---- EXTRACTED ENTRIES

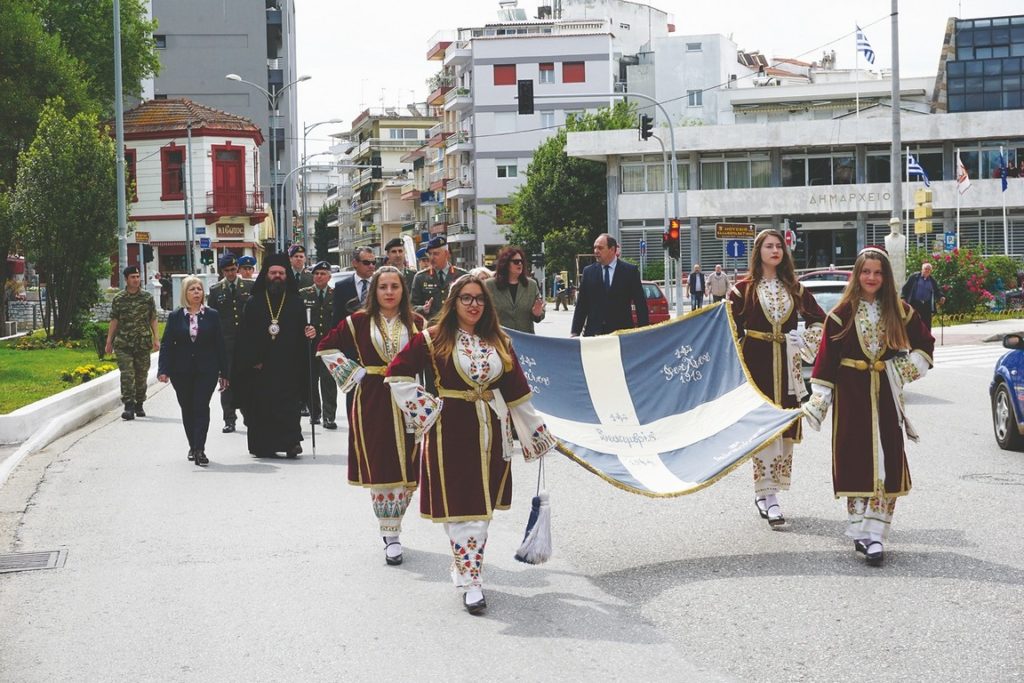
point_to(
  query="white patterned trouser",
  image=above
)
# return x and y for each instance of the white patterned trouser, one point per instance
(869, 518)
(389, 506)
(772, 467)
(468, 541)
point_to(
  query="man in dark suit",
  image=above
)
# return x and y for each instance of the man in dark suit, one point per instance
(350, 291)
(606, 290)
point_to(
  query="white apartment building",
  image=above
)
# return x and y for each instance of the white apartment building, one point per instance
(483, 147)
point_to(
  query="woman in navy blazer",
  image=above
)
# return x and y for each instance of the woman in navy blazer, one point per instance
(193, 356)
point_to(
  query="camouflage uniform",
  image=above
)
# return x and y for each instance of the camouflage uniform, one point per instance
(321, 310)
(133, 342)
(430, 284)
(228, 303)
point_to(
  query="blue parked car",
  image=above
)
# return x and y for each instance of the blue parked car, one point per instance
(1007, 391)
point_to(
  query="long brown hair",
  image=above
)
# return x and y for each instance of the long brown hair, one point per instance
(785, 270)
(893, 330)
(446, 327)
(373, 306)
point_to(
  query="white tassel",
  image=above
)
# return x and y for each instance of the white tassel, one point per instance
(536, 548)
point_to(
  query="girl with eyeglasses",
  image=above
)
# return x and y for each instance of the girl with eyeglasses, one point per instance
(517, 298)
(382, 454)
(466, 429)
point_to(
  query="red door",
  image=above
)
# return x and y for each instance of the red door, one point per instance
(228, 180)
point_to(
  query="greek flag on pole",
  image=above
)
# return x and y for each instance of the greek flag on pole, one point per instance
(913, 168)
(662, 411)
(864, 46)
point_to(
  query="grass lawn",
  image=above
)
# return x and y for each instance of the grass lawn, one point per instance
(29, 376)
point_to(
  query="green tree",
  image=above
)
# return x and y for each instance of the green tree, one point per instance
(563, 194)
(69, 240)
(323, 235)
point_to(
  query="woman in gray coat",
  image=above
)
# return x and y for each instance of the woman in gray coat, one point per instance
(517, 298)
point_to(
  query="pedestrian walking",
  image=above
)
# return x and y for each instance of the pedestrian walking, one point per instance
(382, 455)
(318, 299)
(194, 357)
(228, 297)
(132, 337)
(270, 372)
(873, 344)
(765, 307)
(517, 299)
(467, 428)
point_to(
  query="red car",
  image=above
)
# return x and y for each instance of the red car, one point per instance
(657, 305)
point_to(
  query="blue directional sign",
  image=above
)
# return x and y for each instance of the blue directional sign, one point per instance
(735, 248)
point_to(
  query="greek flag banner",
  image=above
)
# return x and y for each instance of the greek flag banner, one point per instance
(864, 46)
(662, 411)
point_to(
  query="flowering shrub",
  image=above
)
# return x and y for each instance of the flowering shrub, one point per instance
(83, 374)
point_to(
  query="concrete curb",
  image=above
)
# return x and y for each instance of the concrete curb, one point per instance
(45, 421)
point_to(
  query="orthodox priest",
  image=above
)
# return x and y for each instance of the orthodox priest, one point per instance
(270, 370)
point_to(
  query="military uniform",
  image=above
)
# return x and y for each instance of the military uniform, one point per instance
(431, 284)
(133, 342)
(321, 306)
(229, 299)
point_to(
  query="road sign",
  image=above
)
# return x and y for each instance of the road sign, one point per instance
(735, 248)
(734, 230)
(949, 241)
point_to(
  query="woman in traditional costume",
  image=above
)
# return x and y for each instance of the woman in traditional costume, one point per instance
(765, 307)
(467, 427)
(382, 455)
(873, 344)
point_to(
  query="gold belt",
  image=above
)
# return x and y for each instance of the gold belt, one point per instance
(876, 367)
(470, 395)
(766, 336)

--------
---- EXTRACTED ENTRIES

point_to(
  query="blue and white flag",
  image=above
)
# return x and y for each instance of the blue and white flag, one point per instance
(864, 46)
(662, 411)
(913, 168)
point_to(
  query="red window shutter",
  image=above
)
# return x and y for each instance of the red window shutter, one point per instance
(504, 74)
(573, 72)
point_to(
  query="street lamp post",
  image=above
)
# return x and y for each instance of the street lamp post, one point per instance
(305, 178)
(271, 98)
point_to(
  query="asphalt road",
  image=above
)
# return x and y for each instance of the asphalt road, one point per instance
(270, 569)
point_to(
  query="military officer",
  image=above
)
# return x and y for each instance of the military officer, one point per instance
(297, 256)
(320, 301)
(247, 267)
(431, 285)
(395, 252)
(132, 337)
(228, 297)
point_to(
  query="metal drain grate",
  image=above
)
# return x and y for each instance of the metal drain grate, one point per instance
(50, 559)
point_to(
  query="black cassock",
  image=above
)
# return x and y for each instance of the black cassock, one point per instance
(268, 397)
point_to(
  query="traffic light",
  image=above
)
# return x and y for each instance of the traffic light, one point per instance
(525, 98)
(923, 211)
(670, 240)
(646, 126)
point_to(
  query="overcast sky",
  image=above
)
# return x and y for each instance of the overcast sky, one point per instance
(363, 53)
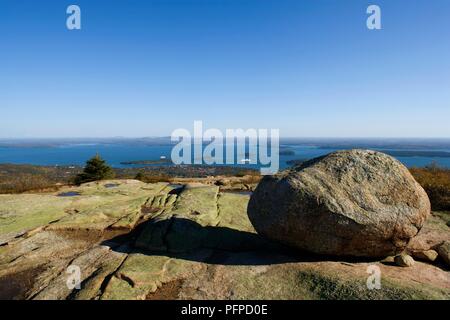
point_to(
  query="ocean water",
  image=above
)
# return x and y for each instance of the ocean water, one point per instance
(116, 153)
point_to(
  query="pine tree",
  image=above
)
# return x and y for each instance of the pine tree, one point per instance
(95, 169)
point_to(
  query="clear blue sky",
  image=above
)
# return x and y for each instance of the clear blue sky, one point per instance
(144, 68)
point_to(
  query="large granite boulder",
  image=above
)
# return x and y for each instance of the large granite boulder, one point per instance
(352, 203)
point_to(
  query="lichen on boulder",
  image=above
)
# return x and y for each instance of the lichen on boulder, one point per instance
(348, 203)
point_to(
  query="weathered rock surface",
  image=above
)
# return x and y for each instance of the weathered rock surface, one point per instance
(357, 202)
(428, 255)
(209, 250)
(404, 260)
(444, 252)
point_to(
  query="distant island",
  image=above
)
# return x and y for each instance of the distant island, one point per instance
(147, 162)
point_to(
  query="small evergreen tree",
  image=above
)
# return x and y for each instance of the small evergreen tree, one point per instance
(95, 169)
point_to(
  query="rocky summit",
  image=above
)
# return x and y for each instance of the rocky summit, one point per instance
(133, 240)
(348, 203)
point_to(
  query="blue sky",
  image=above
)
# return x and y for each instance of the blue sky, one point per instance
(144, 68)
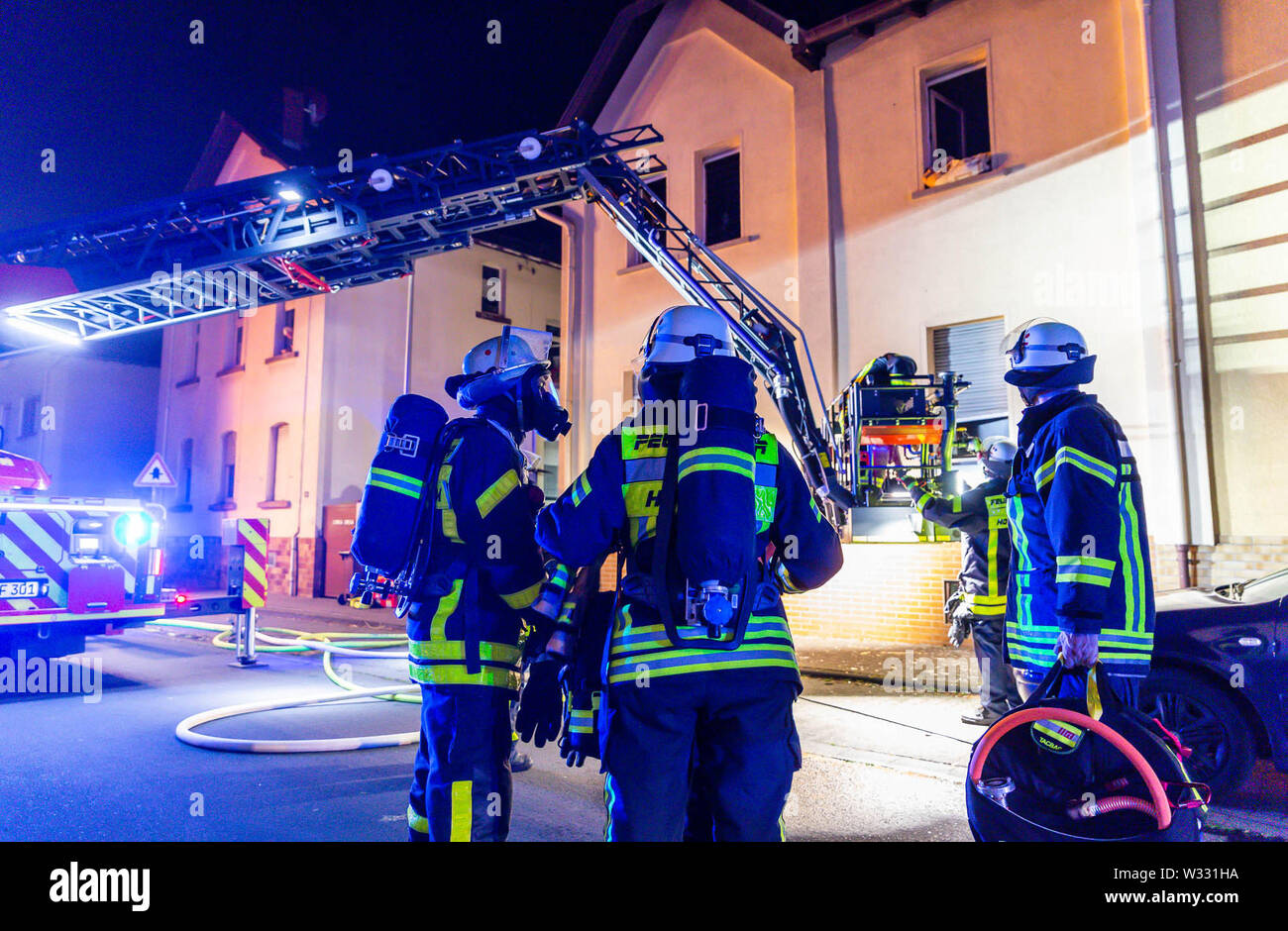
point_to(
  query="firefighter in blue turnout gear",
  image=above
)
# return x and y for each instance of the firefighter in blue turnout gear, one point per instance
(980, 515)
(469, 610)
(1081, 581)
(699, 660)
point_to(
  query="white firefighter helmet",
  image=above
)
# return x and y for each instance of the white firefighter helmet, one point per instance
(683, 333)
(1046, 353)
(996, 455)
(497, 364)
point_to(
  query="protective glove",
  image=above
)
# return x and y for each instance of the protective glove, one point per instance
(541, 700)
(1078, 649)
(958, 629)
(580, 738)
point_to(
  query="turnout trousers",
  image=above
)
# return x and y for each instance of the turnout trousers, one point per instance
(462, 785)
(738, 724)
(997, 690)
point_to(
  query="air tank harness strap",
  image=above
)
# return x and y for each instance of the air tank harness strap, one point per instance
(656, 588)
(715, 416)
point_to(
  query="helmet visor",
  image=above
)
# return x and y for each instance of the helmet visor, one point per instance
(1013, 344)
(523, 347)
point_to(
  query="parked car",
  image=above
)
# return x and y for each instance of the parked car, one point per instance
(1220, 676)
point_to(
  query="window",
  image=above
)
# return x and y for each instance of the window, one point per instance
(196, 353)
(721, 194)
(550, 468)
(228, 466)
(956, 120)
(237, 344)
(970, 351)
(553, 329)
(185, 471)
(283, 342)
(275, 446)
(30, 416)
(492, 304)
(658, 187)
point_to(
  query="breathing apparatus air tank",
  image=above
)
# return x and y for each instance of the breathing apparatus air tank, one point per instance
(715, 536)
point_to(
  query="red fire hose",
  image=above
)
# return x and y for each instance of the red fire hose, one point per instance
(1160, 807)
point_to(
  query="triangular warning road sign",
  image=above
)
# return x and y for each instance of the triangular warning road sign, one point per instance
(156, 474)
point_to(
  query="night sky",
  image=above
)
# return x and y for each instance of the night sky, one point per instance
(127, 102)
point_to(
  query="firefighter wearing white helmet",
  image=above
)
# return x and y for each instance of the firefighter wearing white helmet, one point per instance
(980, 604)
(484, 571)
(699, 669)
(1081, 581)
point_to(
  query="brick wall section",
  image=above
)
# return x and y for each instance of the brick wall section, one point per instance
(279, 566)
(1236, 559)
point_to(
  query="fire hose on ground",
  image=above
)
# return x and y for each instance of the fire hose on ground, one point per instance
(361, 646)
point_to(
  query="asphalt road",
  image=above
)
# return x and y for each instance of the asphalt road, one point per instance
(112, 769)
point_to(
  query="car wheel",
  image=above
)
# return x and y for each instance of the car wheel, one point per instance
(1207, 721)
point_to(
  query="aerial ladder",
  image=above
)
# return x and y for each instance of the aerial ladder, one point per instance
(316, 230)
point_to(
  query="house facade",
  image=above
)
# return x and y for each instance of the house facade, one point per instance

--------
---- EXTRACTED ENTRIES

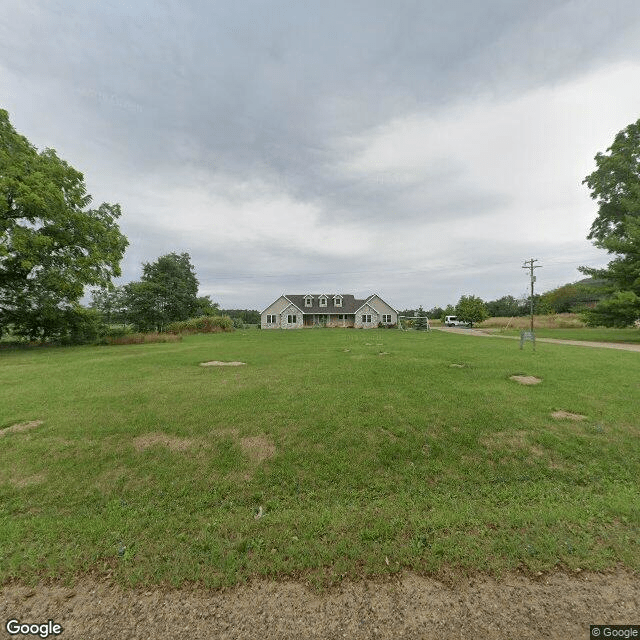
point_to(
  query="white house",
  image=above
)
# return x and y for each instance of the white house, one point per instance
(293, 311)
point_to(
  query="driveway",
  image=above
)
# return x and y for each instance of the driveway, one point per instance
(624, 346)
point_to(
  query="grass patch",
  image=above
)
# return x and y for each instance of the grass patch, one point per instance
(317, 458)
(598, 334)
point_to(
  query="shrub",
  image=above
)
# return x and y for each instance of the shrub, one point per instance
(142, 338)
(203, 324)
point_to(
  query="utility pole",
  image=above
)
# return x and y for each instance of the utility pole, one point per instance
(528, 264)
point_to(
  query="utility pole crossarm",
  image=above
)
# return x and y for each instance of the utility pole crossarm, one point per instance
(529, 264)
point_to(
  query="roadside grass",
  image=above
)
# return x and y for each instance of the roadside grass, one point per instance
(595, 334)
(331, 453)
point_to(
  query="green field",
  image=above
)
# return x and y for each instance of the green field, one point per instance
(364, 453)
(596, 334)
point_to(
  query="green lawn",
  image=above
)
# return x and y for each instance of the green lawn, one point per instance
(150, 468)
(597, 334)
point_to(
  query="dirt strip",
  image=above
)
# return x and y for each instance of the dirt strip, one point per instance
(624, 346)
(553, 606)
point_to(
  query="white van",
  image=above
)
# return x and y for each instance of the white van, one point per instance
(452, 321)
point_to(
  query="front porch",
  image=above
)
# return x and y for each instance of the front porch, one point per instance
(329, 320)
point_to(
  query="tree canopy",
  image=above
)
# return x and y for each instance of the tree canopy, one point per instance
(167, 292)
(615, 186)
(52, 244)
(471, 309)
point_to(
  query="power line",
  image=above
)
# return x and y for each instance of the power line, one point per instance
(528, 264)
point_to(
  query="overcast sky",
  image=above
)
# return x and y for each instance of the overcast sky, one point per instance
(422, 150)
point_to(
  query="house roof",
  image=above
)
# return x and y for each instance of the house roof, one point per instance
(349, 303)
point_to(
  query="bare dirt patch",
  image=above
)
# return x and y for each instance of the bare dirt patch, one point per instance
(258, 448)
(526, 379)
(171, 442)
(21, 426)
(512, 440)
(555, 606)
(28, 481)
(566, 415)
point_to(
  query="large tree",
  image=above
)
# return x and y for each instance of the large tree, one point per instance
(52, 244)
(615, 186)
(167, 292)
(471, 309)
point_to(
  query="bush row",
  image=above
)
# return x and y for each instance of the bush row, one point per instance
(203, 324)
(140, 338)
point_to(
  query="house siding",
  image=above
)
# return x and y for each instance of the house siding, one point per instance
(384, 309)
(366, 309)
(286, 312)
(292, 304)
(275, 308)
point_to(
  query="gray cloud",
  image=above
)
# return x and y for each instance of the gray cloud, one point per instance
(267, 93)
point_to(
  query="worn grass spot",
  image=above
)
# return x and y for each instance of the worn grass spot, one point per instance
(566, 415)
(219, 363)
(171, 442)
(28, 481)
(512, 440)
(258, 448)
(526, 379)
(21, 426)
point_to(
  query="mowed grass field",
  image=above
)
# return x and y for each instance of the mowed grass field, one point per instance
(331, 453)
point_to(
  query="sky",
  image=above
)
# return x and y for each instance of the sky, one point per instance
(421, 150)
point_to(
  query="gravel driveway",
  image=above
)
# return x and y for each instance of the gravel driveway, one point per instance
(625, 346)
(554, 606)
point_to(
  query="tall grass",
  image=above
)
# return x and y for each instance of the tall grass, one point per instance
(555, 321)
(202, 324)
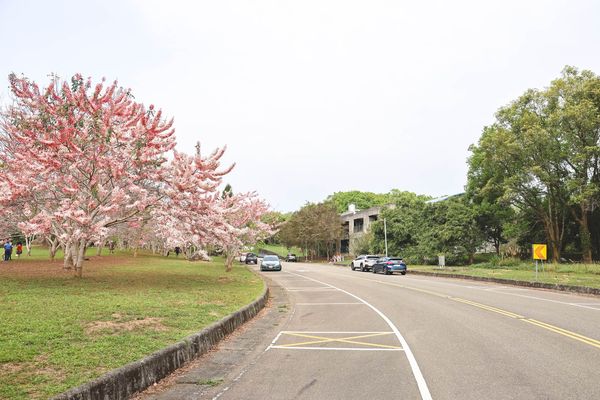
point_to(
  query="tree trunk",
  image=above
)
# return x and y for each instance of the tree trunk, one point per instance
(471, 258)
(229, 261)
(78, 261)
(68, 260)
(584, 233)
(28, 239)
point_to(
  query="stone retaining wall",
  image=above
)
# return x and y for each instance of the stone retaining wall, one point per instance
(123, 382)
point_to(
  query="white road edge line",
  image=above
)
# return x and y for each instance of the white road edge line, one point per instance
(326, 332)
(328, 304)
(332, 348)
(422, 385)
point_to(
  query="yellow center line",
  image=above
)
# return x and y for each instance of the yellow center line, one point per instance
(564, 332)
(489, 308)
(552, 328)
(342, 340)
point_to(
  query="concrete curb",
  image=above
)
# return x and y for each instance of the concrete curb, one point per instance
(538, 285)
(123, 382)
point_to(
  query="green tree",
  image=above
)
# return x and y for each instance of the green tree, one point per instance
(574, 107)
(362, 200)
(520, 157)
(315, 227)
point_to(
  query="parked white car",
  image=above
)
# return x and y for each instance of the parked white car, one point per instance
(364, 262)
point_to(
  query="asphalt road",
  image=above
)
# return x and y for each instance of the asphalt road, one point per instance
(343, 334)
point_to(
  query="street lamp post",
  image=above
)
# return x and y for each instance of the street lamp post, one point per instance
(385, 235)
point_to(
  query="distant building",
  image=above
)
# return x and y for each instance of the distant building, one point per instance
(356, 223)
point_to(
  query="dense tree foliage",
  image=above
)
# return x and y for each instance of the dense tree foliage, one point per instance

--------

» TASK DETAILS
Pick out and copy every line of the records above that contains the word "trunk", treating uppercase and lowercase as different.

» TASK RESPONSE
  query="tree trunk",
# return x and y for each instance of the tree trunk, one point per instance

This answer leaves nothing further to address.